> [WORK ORDER A]
Answer these from the spaCy training text:
(i) For how many epochs was the model trained?
(ii) Which optimizer was used?
(iii) To what path is `dev_loc` set?
> [WORK ORDER B]
Pick up the spaCy training text from its last line and continue it.

I first verify the `.spacy` files before running the command line operation for training the model. The model is an ensemble of a tok2vec model that uses attention under the transformer architecture combined with a linear bag-of-words model. I trained the model for 11 epochs using accuracy as the loss function and `adam` as the optimizer.

In [None]:
# View the entities in the train and test docs
train_loc = "/work/data/spacy_data/textcat_train.spacy"
dev_loc = "/work/data/spacy_data/textcat_valid.spacy"

# Load library and train data
nlp = spacy.load('en_core_web_sm')
doc_bin = DocBin().from_disk(train_loc)
docs = list(doc_bin.get_docs(nlp.vocab))
entities = 0

# Iterate through the docs
for doc in docs:
    entities += len(doc.ents)
print(f"TRAIN docs: {len(docs)} with {entities} entities")

# Load library and test data
doc_bin = DocBin().from_disk(dev_loc)
docs = list(doc_bin.get_docs(nlp.vocab))
entities = 0

# Iterate through the docs
for doc in docs:
    entities += len(doc.ents)

> [SUPPLIED RECORDS]
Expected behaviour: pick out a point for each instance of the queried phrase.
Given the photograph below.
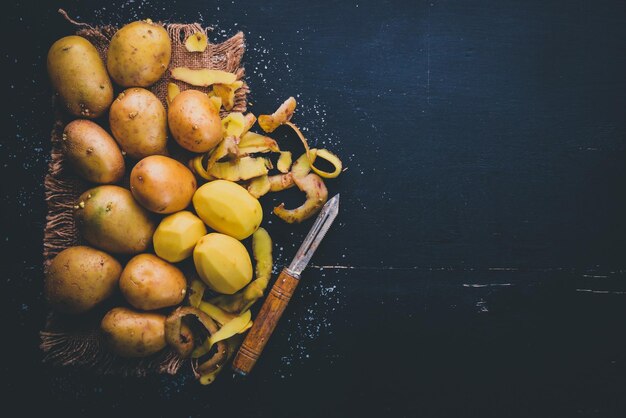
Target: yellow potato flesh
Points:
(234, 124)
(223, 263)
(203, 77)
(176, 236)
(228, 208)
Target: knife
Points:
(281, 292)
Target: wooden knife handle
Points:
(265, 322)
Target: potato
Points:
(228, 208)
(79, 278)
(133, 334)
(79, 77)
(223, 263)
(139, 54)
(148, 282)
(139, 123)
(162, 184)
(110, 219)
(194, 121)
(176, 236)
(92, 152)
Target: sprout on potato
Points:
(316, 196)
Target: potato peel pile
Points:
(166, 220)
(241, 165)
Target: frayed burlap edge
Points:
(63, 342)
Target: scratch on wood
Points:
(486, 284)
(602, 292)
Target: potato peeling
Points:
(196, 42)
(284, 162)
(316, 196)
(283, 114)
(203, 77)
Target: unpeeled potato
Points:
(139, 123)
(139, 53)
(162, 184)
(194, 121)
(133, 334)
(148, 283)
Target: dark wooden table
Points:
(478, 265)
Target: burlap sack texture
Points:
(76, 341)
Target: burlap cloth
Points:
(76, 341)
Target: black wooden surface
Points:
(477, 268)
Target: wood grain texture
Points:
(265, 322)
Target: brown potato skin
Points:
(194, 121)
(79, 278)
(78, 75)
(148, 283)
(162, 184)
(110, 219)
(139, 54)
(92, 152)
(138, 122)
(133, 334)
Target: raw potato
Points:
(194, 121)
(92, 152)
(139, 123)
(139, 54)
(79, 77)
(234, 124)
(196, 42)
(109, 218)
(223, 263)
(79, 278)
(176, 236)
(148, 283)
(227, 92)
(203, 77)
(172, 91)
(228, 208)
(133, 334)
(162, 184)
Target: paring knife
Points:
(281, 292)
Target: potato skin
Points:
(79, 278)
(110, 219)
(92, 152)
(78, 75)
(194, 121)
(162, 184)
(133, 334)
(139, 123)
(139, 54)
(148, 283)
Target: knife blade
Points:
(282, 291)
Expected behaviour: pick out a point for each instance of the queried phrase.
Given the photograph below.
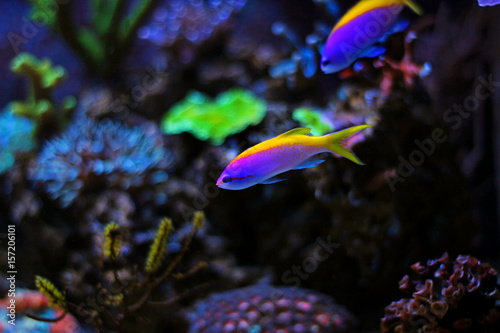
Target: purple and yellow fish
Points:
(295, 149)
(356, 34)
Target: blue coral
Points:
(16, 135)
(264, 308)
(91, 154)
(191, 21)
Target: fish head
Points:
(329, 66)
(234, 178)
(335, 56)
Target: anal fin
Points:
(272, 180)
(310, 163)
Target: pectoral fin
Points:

> [WRITTEN RESPONSE A]
(i) 11 epochs.
(ii) `adam`.
(iii) "/work/data/spacy_data/textcat_valid.spacy"

> [WRITTEN RESPONSE B]
print(f"DEV docs: {len(docs)} with {entities} entities")

TRAIN docs: 17982 with 42228 entities
DEV docs: 3596 with 8447 entities


In [None]:
# Train model
!python -m spacy train ../config/config.cfg --verbose --output ../data/textcat_output --paths.train ../data/spacy_data/textcat_train.spacy --paths.dev ../data/spacy_data/textcat_valid.spacy

2021-10-31 23:47:20.347614: W tensorflow/stream_executor/platform/default/dso_loader.cc:60] Could not load dynamic library 'libcudart.so.11.0'; dlerror: libcudart.so.11.0: cannot open shared object file: No such file or directory
2021-10-31 23:47:20.347659: I tensorflow/stream_executor/cuda/cudart_stub.cc:29] Ignore above cudart dlerror if you do not have a GPU set up on your machine.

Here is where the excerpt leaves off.